* [YOUR TASK]
Reproduce only the stretch from the start of the items through the line containing "42,297,182,368", both ends included, scaling every bounding-box coordinate in the answers by 0.45 and rounding to whole numbers with halves rounded up, while keeping the requests and their format samples unchanged. Leave the pictures out.

* [SUPPLIED ENTRIES]
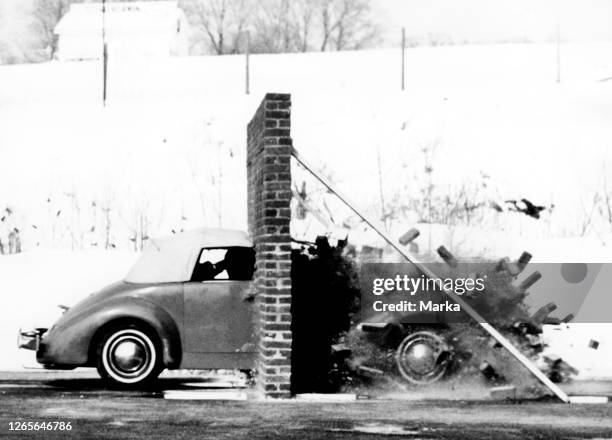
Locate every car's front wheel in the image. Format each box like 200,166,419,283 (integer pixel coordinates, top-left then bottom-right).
97,325,163,387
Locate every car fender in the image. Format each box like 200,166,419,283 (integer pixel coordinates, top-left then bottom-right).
42,297,182,368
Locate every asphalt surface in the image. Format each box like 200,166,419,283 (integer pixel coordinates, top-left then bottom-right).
0,373,612,440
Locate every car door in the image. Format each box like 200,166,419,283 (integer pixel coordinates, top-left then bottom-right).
183,248,255,354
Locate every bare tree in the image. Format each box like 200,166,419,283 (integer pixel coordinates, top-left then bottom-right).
252,0,302,53
32,0,78,59
318,0,379,51
181,0,254,55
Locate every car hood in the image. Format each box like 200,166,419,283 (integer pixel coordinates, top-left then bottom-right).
56,281,142,327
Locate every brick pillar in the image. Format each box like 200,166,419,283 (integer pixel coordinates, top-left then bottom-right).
247,93,292,397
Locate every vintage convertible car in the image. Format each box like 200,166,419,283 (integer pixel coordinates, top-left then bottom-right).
19,228,255,386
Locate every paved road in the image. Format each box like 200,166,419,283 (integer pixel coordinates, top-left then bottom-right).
0,375,612,440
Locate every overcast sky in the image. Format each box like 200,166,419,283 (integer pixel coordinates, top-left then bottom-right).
375,0,612,42
0,0,612,45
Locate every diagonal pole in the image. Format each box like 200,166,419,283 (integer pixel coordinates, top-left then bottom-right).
291,147,569,403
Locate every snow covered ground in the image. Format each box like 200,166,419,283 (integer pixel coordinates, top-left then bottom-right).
0,43,612,377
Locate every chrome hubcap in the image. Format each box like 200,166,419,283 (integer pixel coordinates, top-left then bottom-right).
102,329,157,384
395,331,450,385
404,342,436,374
111,340,147,372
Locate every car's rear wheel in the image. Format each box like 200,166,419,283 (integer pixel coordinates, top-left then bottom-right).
395,330,451,385
97,325,163,387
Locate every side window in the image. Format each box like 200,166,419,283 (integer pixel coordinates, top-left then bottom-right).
191,247,255,282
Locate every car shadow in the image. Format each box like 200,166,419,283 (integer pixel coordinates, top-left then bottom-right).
43,377,244,394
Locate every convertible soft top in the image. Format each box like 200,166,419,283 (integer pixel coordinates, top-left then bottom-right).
125,228,253,283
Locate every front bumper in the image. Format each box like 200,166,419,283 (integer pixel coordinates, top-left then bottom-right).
17,328,48,351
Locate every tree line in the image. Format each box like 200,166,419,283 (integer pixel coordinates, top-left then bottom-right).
0,0,380,63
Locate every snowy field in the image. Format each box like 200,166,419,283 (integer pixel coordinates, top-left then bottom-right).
0,44,612,378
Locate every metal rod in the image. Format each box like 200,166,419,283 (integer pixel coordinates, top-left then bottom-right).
402,28,406,90
245,31,251,95
291,147,569,403
102,0,108,107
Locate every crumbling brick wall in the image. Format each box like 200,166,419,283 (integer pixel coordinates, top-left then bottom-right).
247,93,292,397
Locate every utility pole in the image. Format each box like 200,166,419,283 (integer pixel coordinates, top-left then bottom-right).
102,0,108,107
555,6,561,84
402,28,406,90
244,31,251,95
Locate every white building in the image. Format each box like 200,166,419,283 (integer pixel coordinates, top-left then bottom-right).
55,1,188,61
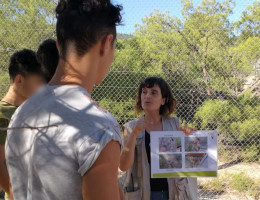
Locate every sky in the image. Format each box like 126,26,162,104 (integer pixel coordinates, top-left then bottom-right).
113,0,255,34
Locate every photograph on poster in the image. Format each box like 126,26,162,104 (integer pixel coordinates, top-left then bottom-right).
150,130,218,178
159,137,181,152
185,137,208,152
159,154,182,169
185,153,208,168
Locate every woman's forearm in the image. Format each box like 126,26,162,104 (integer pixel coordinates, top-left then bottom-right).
119,131,137,171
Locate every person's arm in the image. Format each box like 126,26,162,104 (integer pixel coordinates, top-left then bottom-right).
82,141,120,200
0,144,9,194
119,117,148,172
119,130,138,172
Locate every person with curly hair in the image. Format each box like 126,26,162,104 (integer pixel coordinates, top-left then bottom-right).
6,0,122,200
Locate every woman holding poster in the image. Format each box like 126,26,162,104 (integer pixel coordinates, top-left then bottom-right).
120,77,197,200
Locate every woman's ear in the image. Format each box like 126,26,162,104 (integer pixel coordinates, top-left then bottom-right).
162,98,166,106
100,34,114,56
14,74,24,87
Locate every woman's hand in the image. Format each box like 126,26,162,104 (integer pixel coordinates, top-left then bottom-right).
133,116,148,135
180,126,198,135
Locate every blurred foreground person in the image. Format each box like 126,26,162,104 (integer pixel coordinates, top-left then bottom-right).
6,0,122,200
0,49,44,198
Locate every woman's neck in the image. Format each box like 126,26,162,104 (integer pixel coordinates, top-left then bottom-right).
49,57,96,94
2,85,26,107
145,112,162,124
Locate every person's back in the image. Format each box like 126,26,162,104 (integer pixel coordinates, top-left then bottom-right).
6,86,121,200
0,49,44,199
6,0,122,200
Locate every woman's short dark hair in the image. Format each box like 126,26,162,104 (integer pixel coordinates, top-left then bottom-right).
56,0,122,59
135,77,177,117
37,39,59,83
8,49,42,81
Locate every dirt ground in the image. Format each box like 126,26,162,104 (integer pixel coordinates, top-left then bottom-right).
198,162,260,200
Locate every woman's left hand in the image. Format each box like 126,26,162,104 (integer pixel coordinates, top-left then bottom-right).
180,126,198,135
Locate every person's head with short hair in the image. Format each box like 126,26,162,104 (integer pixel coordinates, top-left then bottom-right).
135,77,177,117
37,39,59,83
51,0,122,90
8,49,44,99
160,145,167,152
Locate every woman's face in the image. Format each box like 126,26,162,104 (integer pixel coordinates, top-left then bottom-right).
141,85,165,113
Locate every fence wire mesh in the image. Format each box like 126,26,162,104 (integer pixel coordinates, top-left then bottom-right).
0,0,260,200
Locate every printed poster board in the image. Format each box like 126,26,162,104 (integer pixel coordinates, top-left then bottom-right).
150,131,217,178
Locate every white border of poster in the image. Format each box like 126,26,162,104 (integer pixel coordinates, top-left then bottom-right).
150,130,217,178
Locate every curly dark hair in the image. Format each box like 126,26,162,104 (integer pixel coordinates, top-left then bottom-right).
8,49,43,81
135,77,177,117
55,0,122,59
37,39,59,83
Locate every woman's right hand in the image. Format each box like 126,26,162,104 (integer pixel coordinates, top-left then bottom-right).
133,116,148,135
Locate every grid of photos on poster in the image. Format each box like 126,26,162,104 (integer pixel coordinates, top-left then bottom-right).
159,136,208,169
185,137,208,168
159,137,182,169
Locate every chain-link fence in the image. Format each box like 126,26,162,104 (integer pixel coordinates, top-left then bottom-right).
0,0,260,200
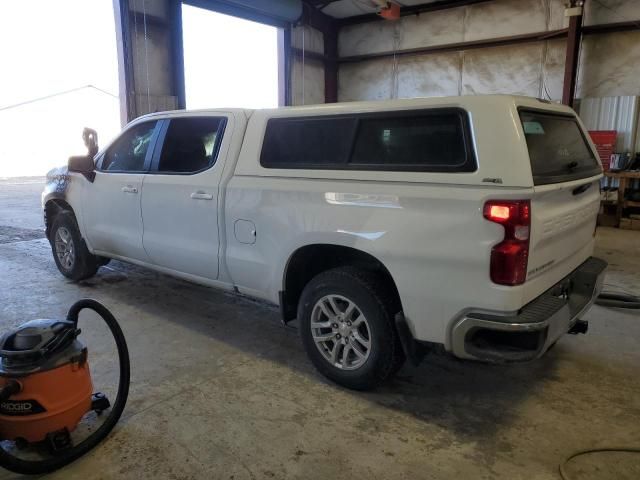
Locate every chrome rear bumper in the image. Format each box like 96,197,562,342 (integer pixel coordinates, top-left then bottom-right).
450,257,607,362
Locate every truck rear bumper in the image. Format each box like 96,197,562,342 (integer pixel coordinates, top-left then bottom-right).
450,257,607,362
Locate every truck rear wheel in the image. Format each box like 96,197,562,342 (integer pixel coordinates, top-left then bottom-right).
49,211,100,282
298,267,404,390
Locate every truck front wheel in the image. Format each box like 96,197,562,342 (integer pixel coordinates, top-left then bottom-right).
298,267,404,390
49,211,100,282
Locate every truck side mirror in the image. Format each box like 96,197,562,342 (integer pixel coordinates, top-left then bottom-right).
68,155,96,182
82,127,98,157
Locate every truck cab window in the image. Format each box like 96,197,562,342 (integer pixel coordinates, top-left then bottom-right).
157,117,225,173
101,122,156,172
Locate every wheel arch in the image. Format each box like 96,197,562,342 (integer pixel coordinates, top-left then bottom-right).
44,198,77,238
280,243,402,322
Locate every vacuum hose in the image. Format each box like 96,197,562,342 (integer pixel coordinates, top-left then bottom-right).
0,299,130,475
560,286,640,480
596,292,640,310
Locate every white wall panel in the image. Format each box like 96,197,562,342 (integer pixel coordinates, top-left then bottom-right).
291,26,324,53
397,52,461,98
464,0,547,41
584,0,640,25
338,59,393,102
462,43,543,97
291,58,324,105
338,21,396,57
400,8,464,49
577,30,640,98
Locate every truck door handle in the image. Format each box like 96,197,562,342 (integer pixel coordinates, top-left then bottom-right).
191,190,213,200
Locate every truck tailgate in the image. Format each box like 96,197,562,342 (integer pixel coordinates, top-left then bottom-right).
527,178,600,282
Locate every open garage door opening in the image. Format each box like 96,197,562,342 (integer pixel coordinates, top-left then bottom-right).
182,4,278,109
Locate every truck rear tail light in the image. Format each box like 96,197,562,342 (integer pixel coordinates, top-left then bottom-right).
483,200,531,285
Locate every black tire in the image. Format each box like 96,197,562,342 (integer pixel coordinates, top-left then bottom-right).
298,267,405,390
49,211,100,282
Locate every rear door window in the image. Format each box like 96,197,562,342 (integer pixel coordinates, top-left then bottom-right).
260,108,477,173
520,110,602,185
350,112,476,172
100,121,157,173
154,117,226,174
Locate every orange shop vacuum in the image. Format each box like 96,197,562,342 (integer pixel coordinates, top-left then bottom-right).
0,299,130,475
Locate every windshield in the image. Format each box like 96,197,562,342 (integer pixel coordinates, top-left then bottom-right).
520,110,602,185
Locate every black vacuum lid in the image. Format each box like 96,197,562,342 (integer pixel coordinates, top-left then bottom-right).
0,319,80,371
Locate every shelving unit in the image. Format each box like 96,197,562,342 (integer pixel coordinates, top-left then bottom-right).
604,171,640,227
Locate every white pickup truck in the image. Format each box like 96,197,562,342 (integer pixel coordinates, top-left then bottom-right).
43,96,606,389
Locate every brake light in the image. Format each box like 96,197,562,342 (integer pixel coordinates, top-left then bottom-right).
483,200,531,285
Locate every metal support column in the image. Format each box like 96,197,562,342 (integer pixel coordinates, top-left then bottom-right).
323,24,338,103
562,0,584,107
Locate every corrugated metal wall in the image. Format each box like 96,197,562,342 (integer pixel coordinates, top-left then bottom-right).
579,96,639,152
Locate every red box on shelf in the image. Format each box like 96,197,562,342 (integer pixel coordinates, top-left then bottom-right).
589,130,618,172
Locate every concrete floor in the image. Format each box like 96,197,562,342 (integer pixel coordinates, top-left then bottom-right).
0,180,640,480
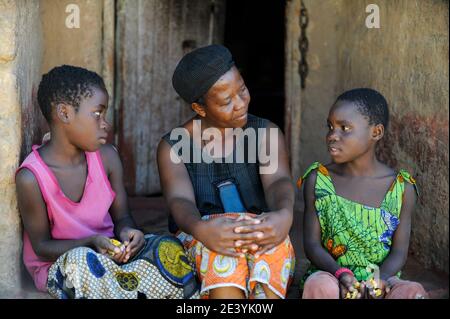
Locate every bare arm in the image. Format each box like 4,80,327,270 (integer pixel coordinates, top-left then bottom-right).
157,140,201,237
16,168,98,261
303,171,340,274
100,145,136,238
380,183,417,280
236,123,295,254
100,145,145,262
158,140,256,257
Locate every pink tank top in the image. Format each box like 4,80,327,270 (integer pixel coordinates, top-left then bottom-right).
17,145,116,291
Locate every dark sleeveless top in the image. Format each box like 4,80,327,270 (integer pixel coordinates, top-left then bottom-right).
162,114,268,233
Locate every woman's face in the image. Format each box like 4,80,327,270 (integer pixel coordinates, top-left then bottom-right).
195,66,250,128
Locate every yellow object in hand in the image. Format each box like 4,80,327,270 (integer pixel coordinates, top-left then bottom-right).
108,238,122,256
369,278,383,297
345,290,358,299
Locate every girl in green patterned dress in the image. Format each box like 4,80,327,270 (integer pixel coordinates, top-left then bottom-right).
298,88,427,299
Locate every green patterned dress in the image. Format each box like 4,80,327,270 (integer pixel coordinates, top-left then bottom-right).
298,162,417,282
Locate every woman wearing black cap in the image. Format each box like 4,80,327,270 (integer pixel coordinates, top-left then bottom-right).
158,45,295,298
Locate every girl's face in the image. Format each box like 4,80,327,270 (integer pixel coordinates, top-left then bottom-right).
326,101,379,164
68,87,111,152
193,66,250,128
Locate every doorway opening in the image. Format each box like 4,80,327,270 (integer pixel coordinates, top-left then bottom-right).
224,0,285,132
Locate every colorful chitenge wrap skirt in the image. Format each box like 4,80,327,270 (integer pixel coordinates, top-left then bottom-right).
47,235,199,299
177,213,295,299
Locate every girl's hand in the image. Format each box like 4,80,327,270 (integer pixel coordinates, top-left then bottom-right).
366,278,390,299
339,273,365,299
234,210,291,257
120,227,145,263
92,235,125,263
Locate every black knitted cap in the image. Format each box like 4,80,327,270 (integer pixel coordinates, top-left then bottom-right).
172,44,234,103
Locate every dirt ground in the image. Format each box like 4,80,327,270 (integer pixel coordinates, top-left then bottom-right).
129,197,449,299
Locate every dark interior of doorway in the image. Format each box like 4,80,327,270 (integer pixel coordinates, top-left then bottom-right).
224,0,285,131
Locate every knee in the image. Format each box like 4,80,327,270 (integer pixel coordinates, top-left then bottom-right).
302,273,339,299
404,281,428,299
391,281,428,299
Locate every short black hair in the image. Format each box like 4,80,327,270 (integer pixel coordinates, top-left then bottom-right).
37,65,107,123
336,88,389,128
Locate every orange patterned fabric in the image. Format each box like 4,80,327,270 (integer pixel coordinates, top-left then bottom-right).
177,213,295,299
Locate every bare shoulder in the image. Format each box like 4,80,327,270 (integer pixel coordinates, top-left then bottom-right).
304,170,317,190
16,168,42,200
379,162,396,176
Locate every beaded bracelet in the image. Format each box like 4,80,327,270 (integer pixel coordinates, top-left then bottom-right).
334,267,355,279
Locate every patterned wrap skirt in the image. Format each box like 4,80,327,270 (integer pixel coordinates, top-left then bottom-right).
177,213,295,299
47,235,199,299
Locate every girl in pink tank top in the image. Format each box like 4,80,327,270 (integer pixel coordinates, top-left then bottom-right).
16,65,198,298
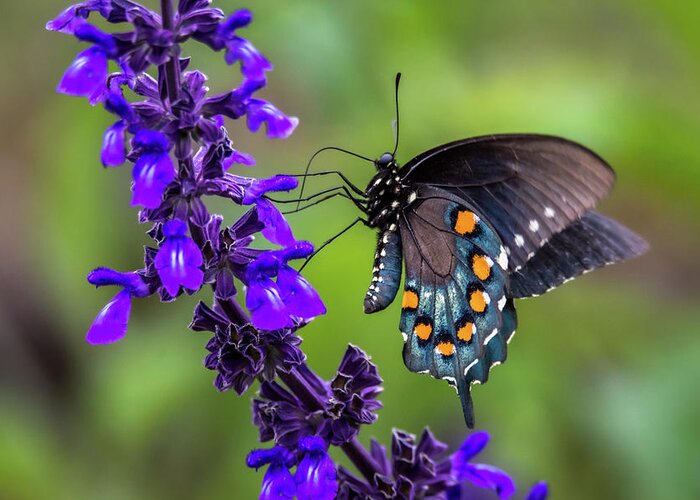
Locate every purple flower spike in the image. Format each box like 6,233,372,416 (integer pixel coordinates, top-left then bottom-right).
246,446,296,500
255,198,295,246
155,220,204,297
525,481,549,500
56,47,107,97
246,99,299,139
245,278,293,330
277,266,326,319
131,129,175,208
224,37,272,80
101,120,126,167
85,290,131,344
86,268,150,344
452,432,515,498
219,9,253,38
46,0,104,34
294,436,338,500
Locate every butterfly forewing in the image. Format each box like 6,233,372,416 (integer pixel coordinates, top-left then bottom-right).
509,210,648,298
402,135,615,271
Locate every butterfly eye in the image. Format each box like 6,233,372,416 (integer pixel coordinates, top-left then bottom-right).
375,153,394,168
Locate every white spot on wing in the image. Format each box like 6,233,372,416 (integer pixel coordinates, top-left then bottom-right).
496,247,508,271
464,359,479,377
484,328,498,345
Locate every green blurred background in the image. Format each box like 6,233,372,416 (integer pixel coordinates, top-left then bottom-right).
0,0,700,500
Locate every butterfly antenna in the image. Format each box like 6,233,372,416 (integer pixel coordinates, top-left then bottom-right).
391,73,401,156
297,146,374,208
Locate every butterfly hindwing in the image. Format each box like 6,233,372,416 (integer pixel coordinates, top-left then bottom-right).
402,134,615,271
399,187,514,426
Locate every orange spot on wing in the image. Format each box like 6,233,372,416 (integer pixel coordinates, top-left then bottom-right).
455,210,478,235
413,323,433,340
457,323,474,342
435,341,455,356
469,290,487,312
401,290,418,309
472,255,491,281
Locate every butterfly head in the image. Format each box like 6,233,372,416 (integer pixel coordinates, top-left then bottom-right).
374,153,398,171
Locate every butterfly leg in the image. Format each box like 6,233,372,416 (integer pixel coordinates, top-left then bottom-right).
286,170,365,196
273,186,367,215
299,217,369,272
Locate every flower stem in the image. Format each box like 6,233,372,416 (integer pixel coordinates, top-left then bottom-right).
160,0,180,105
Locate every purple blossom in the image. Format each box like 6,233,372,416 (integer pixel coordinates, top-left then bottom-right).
338,429,457,500
451,432,515,498
190,302,306,394
86,267,150,344
525,481,549,500
155,219,204,297
246,446,296,500
294,436,338,500
100,120,126,167
246,243,326,330
131,129,175,208
246,99,299,139
329,345,383,445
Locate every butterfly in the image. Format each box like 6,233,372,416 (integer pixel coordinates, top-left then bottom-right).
297,73,648,428
336,74,648,428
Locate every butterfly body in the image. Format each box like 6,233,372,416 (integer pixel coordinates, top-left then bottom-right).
364,134,646,427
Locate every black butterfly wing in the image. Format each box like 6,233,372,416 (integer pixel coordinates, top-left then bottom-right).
401,134,615,272
399,187,516,427
508,210,649,298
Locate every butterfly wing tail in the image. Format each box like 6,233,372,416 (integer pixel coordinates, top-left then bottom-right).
457,377,474,429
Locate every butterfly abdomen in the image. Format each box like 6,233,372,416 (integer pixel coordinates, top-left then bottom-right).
364,229,401,314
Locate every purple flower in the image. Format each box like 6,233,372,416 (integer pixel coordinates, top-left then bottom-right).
246,99,299,139
246,446,296,500
131,129,175,208
86,267,150,344
451,432,515,498
338,429,456,500
253,364,331,448
100,120,126,167
525,481,549,500
329,345,383,445
57,23,115,97
46,0,106,34
294,436,338,500
196,302,306,394
155,219,204,297
246,243,326,330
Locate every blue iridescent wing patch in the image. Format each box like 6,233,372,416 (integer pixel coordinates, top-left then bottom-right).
399,187,516,427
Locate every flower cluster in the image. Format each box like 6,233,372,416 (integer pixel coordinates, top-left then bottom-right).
47,0,547,500
47,0,325,344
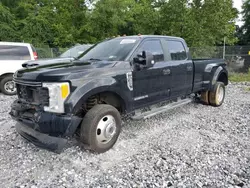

* [RESULT OF THIS TASK]
Locate every car's front wheel in the image. Format each box like 200,166,419,283 (integer pixel coordinates, top-left then bottom-right).
44,146,73,174
Locate every car fender in the image. Format each box like 200,166,419,283 (integer pixel coordinates, top-left then bottom-right).
19,134,82,166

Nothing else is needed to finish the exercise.